## Excerpted text
Not only do you have to contend that your body is trying to rouse itself out of a restful and relaxed state, but not having as much food or caffeine in your system will pose a hurdle to overcome and get used to.
The first thing we can address is the restful and relaxed state. First thing in the morning, the worst thing you can do is slug your way onto the floor and start rolling out and gently stretching. What you need is a shift in your nervous system state and what brings that is an increased heart rate and something high stimulus.
My highest recommendation for this is non-other than cardio. Staying at a steady pace on a bike/rower will be a huge help.
Something like 5 minutes at a steady pace on any of the equipment mentioned above, then ten calories did as fast as possible to get the heart working will get you warmed up better than any foam roller on the planet.
Even a brisk 10-15 minute walk will do the trick, with emphasis on brisk.
So, now you are fed (maybe), watered (hopefully) and wide awake with your heart beating out of your ass after your quick cardio warmup.
Ticking off each of those boxes has saved you some time and gotten you feeling better than ever.
Now the question is how do we organise our training session to maximise the amount of productive work while minimising the fluff and not getting you home after midday?
My philosophy on training has changed over the past. While shifting towards more is less, we want to ensure, especially in the morning, that we are not spending our time on things we don't need to.
This is why my approach to warming up and getting started is greatly simplified, and as you start your session, it is no different.
Even after you have done the above steps to get ready, you still aren't prepared to put a heavy barbell on your back. That will require some extra work and warming up in a more specific context. However, it doesnt have to be complicated.
Many people will view their warmups as a separate part of their session or an ever-growing list of adjuncts to complete before the real work begins. However, what if I told you that isn't the case?
What if we view warmups as a lower-difficulty activity that still provides the meaningful stimulus and prepares you for your main work?
There is always this dogmatic view in powerlifting that the most challenging thing must go first, regardless of the situation. Yes, in some circumstances, ill concede that is correct; however, we can't work in absolutes.
For the instance of training in the morning, especially if you are doing it inconsistently, say 1 -2 morning and 3-4 afternoon sessions, it is going to be hard to acclimate to the time, and you still may feel that bit weaker on your main work. (The good news is the more consistently you train in the morning, that strength deficit goes away as you get used to it.)

[Items in a dataset]
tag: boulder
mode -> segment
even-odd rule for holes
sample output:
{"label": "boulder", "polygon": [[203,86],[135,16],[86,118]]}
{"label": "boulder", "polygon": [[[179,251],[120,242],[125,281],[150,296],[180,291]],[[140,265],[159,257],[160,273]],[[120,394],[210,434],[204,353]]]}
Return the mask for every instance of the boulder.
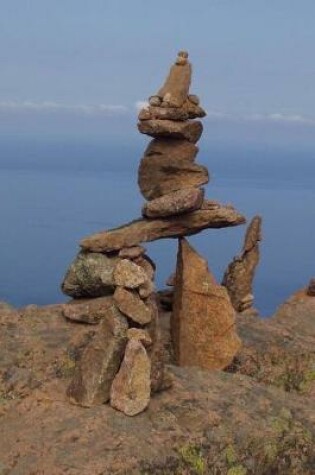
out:
{"label": "boulder", "polygon": [[114,300],[111,295],[96,299],[72,300],[63,306],[63,315],[73,322],[95,325],[106,317],[112,305]]}
{"label": "boulder", "polygon": [[204,190],[184,188],[149,201],[143,206],[142,215],[147,218],[164,218],[189,213],[201,208]]}
{"label": "boulder", "polygon": [[[217,205],[163,219],[138,219],[119,228],[93,234],[80,243],[86,251],[110,252],[141,242],[189,236],[202,229],[224,228],[245,223],[245,218],[231,206]],[[120,285],[120,284],[118,284]]]}
{"label": "boulder", "polygon": [[185,139],[196,143],[201,137],[203,126],[200,121],[172,121],[172,120],[143,120],[138,122],[138,130],[141,134],[150,137],[170,137],[175,139]]}
{"label": "boulder", "polygon": [[179,241],[171,334],[180,366],[224,369],[241,345],[227,290],[185,239]]}
{"label": "boulder", "polygon": [[140,161],[138,185],[147,200],[184,188],[198,187],[208,181],[207,168],[192,160],[177,159],[169,155],[150,155]]}
{"label": "boulder", "polygon": [[84,349],[67,395],[73,404],[95,406],[109,400],[127,343],[128,323],[112,305],[97,333]]}
{"label": "boulder", "polygon": [[61,285],[74,298],[102,297],[114,292],[113,271],[117,256],[80,252],[70,265]]}
{"label": "boulder", "polygon": [[260,241],[261,217],[255,216],[246,231],[241,255],[229,264],[222,280],[237,312],[248,310],[253,305],[253,280],[259,263]]}
{"label": "boulder", "polygon": [[114,270],[114,282],[116,285],[127,289],[137,289],[148,280],[148,276],[142,267],[129,259],[122,259]]}
{"label": "boulder", "polygon": [[110,404],[127,416],[143,412],[150,402],[151,364],[138,339],[127,343],[125,357],[110,391]]}
{"label": "boulder", "polygon": [[198,153],[197,145],[188,140],[160,138],[153,139],[147,146],[144,156],[155,157],[161,160],[173,160],[173,164],[178,161],[193,162]]}
{"label": "boulder", "polygon": [[124,315],[139,325],[145,325],[152,319],[152,309],[141,300],[138,292],[117,287],[114,301]]}

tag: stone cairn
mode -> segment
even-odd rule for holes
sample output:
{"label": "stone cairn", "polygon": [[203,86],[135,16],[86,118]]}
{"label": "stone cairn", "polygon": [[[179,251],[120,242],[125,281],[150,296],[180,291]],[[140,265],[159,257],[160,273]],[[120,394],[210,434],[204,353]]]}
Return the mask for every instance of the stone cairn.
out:
{"label": "stone cairn", "polygon": [[95,325],[67,390],[75,404],[110,402],[133,416],[148,406],[153,393],[169,387],[155,265],[143,242],[179,238],[171,321],[177,363],[223,368],[239,348],[227,290],[184,238],[245,222],[232,206],[204,199],[208,171],[194,160],[203,129],[195,119],[206,114],[199,98],[189,94],[191,75],[188,54],[181,51],[163,87],[139,113],[139,131],[153,137],[138,171],[147,200],[143,217],[83,239],[62,283],[73,298],[64,316]]}

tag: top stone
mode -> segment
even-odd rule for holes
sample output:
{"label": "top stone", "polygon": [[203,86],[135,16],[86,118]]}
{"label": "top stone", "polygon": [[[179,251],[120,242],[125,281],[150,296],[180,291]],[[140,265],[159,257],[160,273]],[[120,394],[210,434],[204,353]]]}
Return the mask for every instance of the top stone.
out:
{"label": "top stone", "polygon": [[[175,64],[170,69],[164,85],[158,91],[157,101],[162,107],[182,107],[187,100],[191,83],[192,68],[188,61],[188,53],[180,51]],[[153,105],[153,104],[152,104]]]}

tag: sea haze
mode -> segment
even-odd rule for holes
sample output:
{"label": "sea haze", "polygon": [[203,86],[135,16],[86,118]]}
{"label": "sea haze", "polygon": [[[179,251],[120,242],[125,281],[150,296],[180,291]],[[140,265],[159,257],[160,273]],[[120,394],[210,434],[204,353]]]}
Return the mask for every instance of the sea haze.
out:
{"label": "sea haze", "polygon": [[[80,238],[140,215],[137,166],[142,138],[3,140],[0,143],[0,300],[16,306],[64,301],[59,287]],[[256,306],[270,315],[315,274],[315,160],[311,150],[203,144],[211,174],[207,197],[263,217]],[[241,248],[245,227],[190,238],[220,281]],[[176,240],[147,245],[161,288],[173,271]]]}

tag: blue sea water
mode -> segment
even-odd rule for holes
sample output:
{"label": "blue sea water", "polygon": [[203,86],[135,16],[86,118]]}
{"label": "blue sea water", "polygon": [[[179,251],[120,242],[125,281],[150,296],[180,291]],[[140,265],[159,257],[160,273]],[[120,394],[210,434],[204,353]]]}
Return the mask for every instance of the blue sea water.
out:
{"label": "blue sea water", "polygon": [[[3,140],[0,143],[0,300],[16,306],[65,300],[59,290],[79,240],[140,215],[137,166],[145,141]],[[256,306],[268,316],[315,275],[315,159],[311,151],[205,144],[210,199],[263,217]],[[206,230],[190,241],[221,280],[245,227]],[[176,261],[176,240],[150,243],[159,287]]]}

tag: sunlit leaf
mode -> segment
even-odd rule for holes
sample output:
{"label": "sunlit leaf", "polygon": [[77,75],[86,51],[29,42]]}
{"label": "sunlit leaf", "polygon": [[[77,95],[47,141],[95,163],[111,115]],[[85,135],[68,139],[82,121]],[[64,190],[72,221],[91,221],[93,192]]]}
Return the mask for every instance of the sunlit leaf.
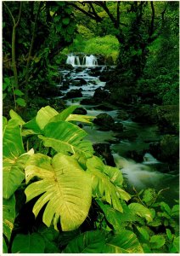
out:
{"label": "sunlit leaf", "polygon": [[49,123],[43,133],[39,138],[43,140],[45,147],[52,147],[65,154],[78,153],[87,158],[93,155],[92,143],[83,140],[87,132],[76,125],[65,121]]}
{"label": "sunlit leaf", "polygon": [[105,236],[100,230],[87,231],[69,242],[64,253],[101,253]]}
{"label": "sunlit leaf", "polygon": [[60,218],[63,230],[77,228],[87,218],[91,206],[91,177],[78,163],[70,156],[56,154],[53,160],[42,154],[32,155],[25,167],[28,183],[33,177],[40,181],[25,189],[27,201],[40,195],[33,212],[37,216],[47,204],[43,212],[43,222],[49,227]]}
{"label": "sunlit leaf", "polygon": [[3,199],[3,234],[9,241],[15,219],[15,196],[12,195],[8,200]]}

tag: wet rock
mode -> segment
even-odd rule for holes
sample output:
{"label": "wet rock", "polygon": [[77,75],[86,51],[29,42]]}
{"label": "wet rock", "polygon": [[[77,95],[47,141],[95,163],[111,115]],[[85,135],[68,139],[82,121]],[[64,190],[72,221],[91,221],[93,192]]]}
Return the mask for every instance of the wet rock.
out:
{"label": "wet rock", "polygon": [[93,146],[97,154],[104,158],[108,166],[115,166],[109,143],[94,143]]}
{"label": "wet rock", "polygon": [[137,152],[135,150],[129,150],[127,152],[127,158],[132,159],[138,163],[141,163],[143,160],[143,152]]}
{"label": "wet rock", "polygon": [[156,108],[158,126],[169,134],[179,133],[179,106],[166,105]]}
{"label": "wet rock", "polygon": [[179,138],[177,136],[165,135],[160,142],[159,159],[172,162],[179,158]]}
{"label": "wet rock", "polygon": [[82,72],[83,71],[83,67],[76,67],[76,72]]}
{"label": "wet rock", "polygon": [[76,114],[87,114],[87,110],[83,108],[78,108],[75,109],[73,113],[76,113]]}
{"label": "wet rock", "polygon": [[102,113],[97,115],[96,119],[93,120],[93,123],[99,125],[101,131],[112,130],[112,127],[115,125],[113,118],[106,113]]}
{"label": "wet rock", "polygon": [[81,78],[76,78],[73,80],[71,80],[72,84],[76,84],[76,85],[83,85],[87,84],[87,81]]}
{"label": "wet rock", "polygon": [[66,93],[67,98],[76,98],[76,97],[82,97],[82,90],[70,90]]}
{"label": "wet rock", "polygon": [[82,99],[81,101],[81,104],[82,104],[82,105],[93,105],[96,103],[97,103],[97,100],[94,98]]}
{"label": "wet rock", "polygon": [[179,160],[179,138],[177,136],[164,135],[160,142],[149,144],[149,151],[160,161],[176,163]]}
{"label": "wet rock", "polygon": [[59,86],[48,86],[45,85],[43,90],[41,90],[42,97],[53,97],[53,96],[60,96],[62,92],[59,90]]}
{"label": "wet rock", "polygon": [[149,105],[139,105],[135,107],[135,113],[132,120],[138,123],[156,124],[157,113],[154,107]]}
{"label": "wet rock", "polygon": [[106,90],[103,90],[101,87],[95,90],[94,98],[98,98],[101,101],[105,101],[110,97],[110,92]]}

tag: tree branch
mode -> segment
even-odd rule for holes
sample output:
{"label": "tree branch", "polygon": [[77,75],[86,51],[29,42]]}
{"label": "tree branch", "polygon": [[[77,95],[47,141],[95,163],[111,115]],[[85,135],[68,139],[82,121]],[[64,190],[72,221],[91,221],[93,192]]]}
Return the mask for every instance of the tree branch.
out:
{"label": "tree branch", "polygon": [[151,37],[153,35],[154,26],[155,26],[154,22],[155,22],[155,6],[153,3],[153,1],[150,2],[150,6],[151,6],[152,15],[151,15],[151,22],[150,22],[150,27],[149,27],[149,37]]}
{"label": "tree branch", "polygon": [[71,5],[71,6],[73,6],[77,10],[81,11],[82,13],[83,13],[84,15],[89,16],[91,19],[96,20],[97,22],[101,22],[103,20],[103,19],[101,17],[99,17],[98,15],[94,16],[91,13],[87,12],[86,10],[84,10],[81,7],[77,6],[76,4],[73,3],[72,2],[68,2],[68,3],[70,5]]}
{"label": "tree branch", "polygon": [[9,15],[10,15],[12,20],[13,20],[14,26],[15,26],[15,20],[14,20],[14,16],[13,16],[13,15],[12,15],[12,12],[10,11],[9,8],[8,8],[8,5],[5,3],[5,2],[3,2],[3,4],[5,5],[6,9],[8,9],[8,13],[9,13]]}

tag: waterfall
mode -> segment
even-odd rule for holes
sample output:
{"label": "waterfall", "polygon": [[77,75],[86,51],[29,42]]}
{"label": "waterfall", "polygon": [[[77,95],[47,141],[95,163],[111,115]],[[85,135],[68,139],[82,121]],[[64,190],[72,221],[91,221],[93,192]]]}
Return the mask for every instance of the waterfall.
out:
{"label": "waterfall", "polygon": [[72,55],[68,55],[66,64],[70,64],[72,66],[80,66],[79,57]]}
{"label": "waterfall", "polygon": [[85,55],[81,65],[79,56],[70,54],[67,57],[66,64],[70,64],[73,67],[94,67],[98,66],[98,60],[97,57],[93,55],[89,56]]}
{"label": "waterfall", "polygon": [[90,56],[84,56],[82,61],[82,66],[86,67],[92,67],[92,66],[97,66],[98,61],[97,58],[91,55]]}

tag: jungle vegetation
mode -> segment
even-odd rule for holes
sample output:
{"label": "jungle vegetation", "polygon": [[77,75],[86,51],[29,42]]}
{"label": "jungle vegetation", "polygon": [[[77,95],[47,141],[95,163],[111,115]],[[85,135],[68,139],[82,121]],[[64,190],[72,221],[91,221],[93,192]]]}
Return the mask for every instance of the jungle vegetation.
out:
{"label": "jungle vegetation", "polygon": [[130,195],[78,126],[93,118],[31,111],[70,52],[110,59],[121,79],[178,104],[178,2],[3,2],[3,253],[179,252],[178,201]]}

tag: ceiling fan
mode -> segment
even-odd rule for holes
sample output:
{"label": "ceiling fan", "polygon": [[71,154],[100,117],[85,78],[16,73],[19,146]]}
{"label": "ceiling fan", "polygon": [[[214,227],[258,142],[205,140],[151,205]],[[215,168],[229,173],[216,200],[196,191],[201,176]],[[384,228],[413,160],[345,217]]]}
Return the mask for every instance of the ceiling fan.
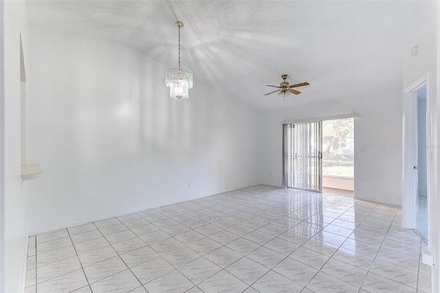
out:
{"label": "ceiling fan", "polygon": [[279,91],[279,93],[278,93],[278,96],[284,96],[285,98],[289,96],[290,94],[298,95],[301,94],[301,92],[296,89],[293,89],[292,87],[303,87],[305,85],[309,85],[309,83],[297,83],[296,85],[289,85],[289,83],[286,82],[286,78],[288,77],[289,76],[287,74],[283,74],[281,76],[281,78],[284,80],[284,81],[280,83],[279,87],[278,85],[266,85],[266,87],[278,87],[278,89],[277,89],[276,91],[271,91],[270,93],[266,94],[265,96],[267,96],[271,94],[276,93],[276,91]]}

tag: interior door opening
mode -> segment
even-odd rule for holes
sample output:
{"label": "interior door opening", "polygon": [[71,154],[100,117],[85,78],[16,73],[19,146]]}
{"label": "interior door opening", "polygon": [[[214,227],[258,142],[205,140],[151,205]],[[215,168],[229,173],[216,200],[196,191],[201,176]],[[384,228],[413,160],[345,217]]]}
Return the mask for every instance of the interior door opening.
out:
{"label": "interior door opening", "polygon": [[426,86],[421,87],[417,94],[417,198],[418,206],[416,230],[428,239],[428,180],[426,165]]}

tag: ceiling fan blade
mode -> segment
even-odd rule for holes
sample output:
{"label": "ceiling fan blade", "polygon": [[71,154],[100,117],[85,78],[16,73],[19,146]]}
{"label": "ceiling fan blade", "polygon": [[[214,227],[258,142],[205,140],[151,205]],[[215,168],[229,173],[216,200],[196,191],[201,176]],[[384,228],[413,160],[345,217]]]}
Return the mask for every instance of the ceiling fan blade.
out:
{"label": "ceiling fan blade", "polygon": [[300,91],[296,91],[295,89],[289,89],[288,91],[296,95],[299,95],[300,94],[301,94]]}
{"label": "ceiling fan blade", "polygon": [[291,85],[289,87],[292,89],[292,87],[304,87],[305,85],[310,85],[310,84],[309,83],[297,83],[296,85]]}
{"label": "ceiling fan blade", "polygon": [[270,94],[274,94],[274,93],[275,93],[275,92],[276,92],[276,91],[280,91],[280,89],[277,89],[277,90],[276,90],[276,91],[271,91],[270,93],[267,93],[267,94],[266,94],[265,96],[267,96],[267,95],[270,95]]}

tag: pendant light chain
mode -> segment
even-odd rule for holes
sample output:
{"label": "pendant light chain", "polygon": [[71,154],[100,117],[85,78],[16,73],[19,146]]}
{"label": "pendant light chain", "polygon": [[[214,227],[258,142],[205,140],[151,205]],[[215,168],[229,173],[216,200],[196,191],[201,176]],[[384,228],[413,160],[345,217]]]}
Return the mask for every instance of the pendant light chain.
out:
{"label": "pendant light chain", "polygon": [[180,69],[180,25],[179,26],[179,68]]}

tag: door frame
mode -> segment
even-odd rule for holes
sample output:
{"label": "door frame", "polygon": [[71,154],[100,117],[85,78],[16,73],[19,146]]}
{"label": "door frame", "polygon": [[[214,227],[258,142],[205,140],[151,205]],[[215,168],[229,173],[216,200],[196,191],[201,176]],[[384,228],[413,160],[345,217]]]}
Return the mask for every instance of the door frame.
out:
{"label": "door frame", "polygon": [[[429,72],[404,91],[404,111],[402,121],[402,226],[415,229],[417,226],[417,198],[415,196],[417,188],[417,172],[413,169],[417,166],[417,91],[426,87],[426,146],[431,145],[431,125],[429,113],[431,107],[430,98]],[[428,244],[431,246],[430,207],[432,200],[431,177],[432,164],[431,155],[427,152],[427,204],[428,204]]]}

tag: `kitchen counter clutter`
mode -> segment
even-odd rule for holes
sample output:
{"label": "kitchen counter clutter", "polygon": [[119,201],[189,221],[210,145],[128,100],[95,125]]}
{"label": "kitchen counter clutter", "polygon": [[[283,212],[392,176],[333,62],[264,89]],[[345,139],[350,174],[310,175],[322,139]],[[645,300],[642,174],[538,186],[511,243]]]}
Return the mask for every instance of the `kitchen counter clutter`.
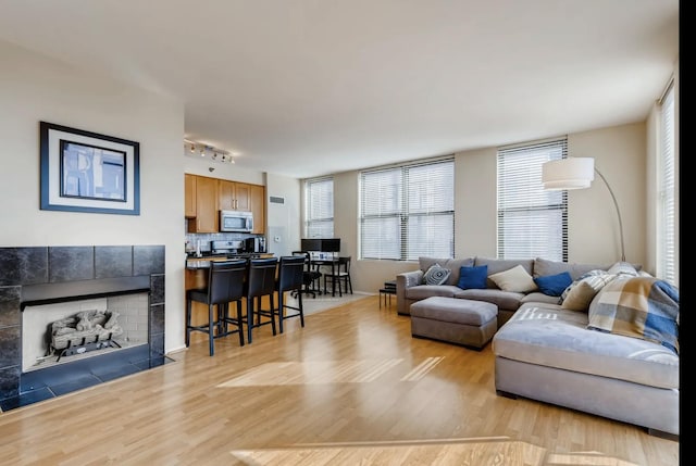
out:
{"label": "kitchen counter clutter", "polygon": [[275,254],[272,253],[260,253],[260,252],[245,252],[239,254],[220,254],[220,255],[203,255],[201,257],[186,257],[186,268],[189,270],[195,270],[198,268],[210,268],[211,262],[223,262],[223,261],[234,261],[239,259],[269,259],[275,257]]}

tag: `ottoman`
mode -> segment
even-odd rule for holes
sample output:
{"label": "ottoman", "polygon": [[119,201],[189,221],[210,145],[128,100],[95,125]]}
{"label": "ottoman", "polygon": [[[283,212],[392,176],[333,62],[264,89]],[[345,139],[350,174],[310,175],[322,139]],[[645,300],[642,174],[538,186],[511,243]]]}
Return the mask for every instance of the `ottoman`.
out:
{"label": "ottoman", "polygon": [[498,306],[484,301],[431,297],[411,304],[411,336],[481,351],[498,330]]}

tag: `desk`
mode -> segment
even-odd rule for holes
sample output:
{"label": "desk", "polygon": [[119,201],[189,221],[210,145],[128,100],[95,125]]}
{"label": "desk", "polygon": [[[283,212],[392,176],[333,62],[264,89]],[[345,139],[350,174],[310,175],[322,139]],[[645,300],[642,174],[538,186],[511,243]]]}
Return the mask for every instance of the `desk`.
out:
{"label": "desk", "polygon": [[[334,275],[336,273],[336,267],[338,266],[338,257],[334,259],[312,259],[310,262],[310,266],[314,267],[314,270],[320,272],[319,268],[321,266],[331,266],[331,274]],[[321,284],[320,284],[321,287]],[[328,294],[326,292],[326,288],[324,288],[324,294]],[[336,295],[336,280],[331,281],[331,295]]]}

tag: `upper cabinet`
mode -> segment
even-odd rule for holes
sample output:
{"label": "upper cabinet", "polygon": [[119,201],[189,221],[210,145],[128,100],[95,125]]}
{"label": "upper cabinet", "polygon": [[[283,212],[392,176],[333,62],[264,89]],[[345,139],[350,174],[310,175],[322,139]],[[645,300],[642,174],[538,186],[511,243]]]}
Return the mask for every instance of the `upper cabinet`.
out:
{"label": "upper cabinet", "polygon": [[188,232],[219,232],[220,211],[253,214],[253,234],[265,234],[265,186],[185,175]]}
{"label": "upper cabinet", "polygon": [[[196,217],[188,219],[189,232],[217,232],[217,179],[196,177]],[[186,194],[188,198],[188,194]]]}
{"label": "upper cabinet", "polygon": [[265,186],[249,186],[249,210],[253,214],[253,231],[265,234]]}
{"label": "upper cabinet", "polygon": [[249,191],[252,185],[219,180],[217,200],[221,211],[251,211]]}
{"label": "upper cabinet", "polygon": [[184,216],[196,217],[196,175],[184,174]]}

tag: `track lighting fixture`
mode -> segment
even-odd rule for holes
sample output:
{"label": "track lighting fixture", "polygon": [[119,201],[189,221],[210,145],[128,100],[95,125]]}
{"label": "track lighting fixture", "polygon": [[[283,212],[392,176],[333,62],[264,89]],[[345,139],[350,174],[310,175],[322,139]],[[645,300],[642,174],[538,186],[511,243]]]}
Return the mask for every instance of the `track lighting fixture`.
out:
{"label": "track lighting fixture", "polygon": [[235,163],[236,153],[231,153],[228,151],[217,149],[213,146],[204,144],[202,142],[192,141],[189,139],[184,139],[184,151],[187,154],[197,158],[208,158],[212,162],[221,162],[221,163]]}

## Brief
Copy word for word the part of the excerpt on morning training from "Now the question" up to and including "to be complicated.".

## Solution
Now the question is how do we organise our training session to maximise the amount of productive work while minimising the fluff and not getting you home after midday?
My philosophy on training has changed over the past. While shifting towards more is less, we want to ensure, especially in the morning, that we are not spending our time on things we don't need to.
This is why my approach to warming up and getting started is greatly simplified, and as you start your session, it is no different.
Even after you have done the above steps to get ready, you still aren't prepared to put a heavy barbell on your back. That will require some extra work and warming up in a more specific context. However, it doesnt have to be complicated.